→ **DIRECTIONS**
- 1) Reproduce the stretch of the review of The Main Event from "Wrestling and the" through "a regular basis.".
- 2) Carry on the review of The Main Event, beginning after its last sentence.

→ **TEXT PASSAGE**
....

THE MAIN EVENT – Film Review

When 11-year-old Leo Thompson (Seth Carr) discovers a magical wrestling mask that grants him super strength, he uses it to enter a WWE competition. With the support of his grandmother (Tichina Arnold), Leo will do whatever it takes to achieve his dream of becoming a WWE Superstar. Can one kid win it all, in the face of epic challengers in the ring?

Wrestling and the world of the WWE has been a big event that people have enjoyed for decades. There is just something super exciting, fun, and somewhat ridiculous about watching two grown adults get into a big (albeit staged) fight with each other. Many people from all around the world gather around the television to watch wrestling on a regular basis.

I’ll admit – I am not the biggest wrestling fan out there. At the same time though, I know several people that love wrestling and I do respect the field and think that it can be a fun thing to watch on the television every once in a while. I can only list a handful of wrestlers, though – mainly the big name ones such as Hulk Hogan, the Undertaker, Andre the Giant, John Cena, etc.

Also, last year, Stephen Merchant released the excellent heartfelt comedy-drama Fighting with My Family, starring the always phenomenal Florence Pugh as WWE superstar Paige. That movie was filled with heart, humor, and wasn’t afraid to get dramatic whenever it needed to.

....

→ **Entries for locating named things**
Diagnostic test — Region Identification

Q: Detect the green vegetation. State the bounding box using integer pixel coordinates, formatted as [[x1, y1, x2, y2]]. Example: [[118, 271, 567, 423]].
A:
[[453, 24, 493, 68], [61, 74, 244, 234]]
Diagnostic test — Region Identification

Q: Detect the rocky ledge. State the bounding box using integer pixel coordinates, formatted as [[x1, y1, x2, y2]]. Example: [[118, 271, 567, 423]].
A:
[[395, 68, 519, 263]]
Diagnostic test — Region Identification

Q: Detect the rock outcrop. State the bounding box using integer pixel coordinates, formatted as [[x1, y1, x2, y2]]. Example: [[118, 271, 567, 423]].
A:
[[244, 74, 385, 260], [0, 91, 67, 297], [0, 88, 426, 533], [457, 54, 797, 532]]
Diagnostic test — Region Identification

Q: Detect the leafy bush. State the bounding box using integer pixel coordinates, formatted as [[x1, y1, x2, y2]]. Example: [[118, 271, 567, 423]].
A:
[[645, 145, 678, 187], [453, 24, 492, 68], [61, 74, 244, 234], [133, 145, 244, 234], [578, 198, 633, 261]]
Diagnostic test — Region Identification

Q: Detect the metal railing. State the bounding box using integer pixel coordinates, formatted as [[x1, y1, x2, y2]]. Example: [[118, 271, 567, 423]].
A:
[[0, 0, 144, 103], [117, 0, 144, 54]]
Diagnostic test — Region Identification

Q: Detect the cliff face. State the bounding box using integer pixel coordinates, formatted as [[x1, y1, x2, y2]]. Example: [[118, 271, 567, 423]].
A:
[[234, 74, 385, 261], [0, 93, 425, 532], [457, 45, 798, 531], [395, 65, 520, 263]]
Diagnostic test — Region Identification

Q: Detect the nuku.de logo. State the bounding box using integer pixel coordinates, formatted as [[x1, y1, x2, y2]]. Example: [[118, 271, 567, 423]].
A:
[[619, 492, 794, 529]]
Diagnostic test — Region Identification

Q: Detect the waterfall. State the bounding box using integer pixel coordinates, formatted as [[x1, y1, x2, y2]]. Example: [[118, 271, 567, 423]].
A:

....

→ **PER-TASK ANSWERS**
- 1)
Wrestling and the world of the WWE has been a big event that people have enjoyed for decades. There is just something super exciting, fun, and somewhat ridiculous about watching two grown adults get into a big (albeit staged) fight with each other. Many people from all around the world gather around the television to watch wrestling on a regular basis.

- 2)
Unfortunately, The Main Event, the latest feature film from director is absolutely none of the things that Fighting with My Family was. It’s a movie with incredibly poor writing, mostly bad acting, and an ending that is so predictable, you will see it coming a mile away.

But let’s talk about that story. The concept behind a young boy with big dreams of becoming a wrestler in the WWE one day that manages to obtain a magical mask that gives him extraordinary strength is honestly an exceptionally fun concept that could have some really fun potential behind it. Is it incredibly goofy and a little bit corny? Absolutely. But there is still some fun to be had within that concept.

Seth Carr as Leo in The Main Event (2020).

Sadly though, the movie is way too campy and often comes across as a Hallmark movie that you’d find on the TV one day while you’re bored. There are way too many sappy scenes that feel so out of place and unnecessary. The movie follows a formula that is ridiculously easy to pick up on while watching it.

Throughout the movie, we will watch a scene where Leo, in the disguise of Kid Chaos, does something that is meant to be funny or cool. A scene or two after this, we get an “emotional” scene with his grandmother or his father, and after a while, it just felt so tired and boring.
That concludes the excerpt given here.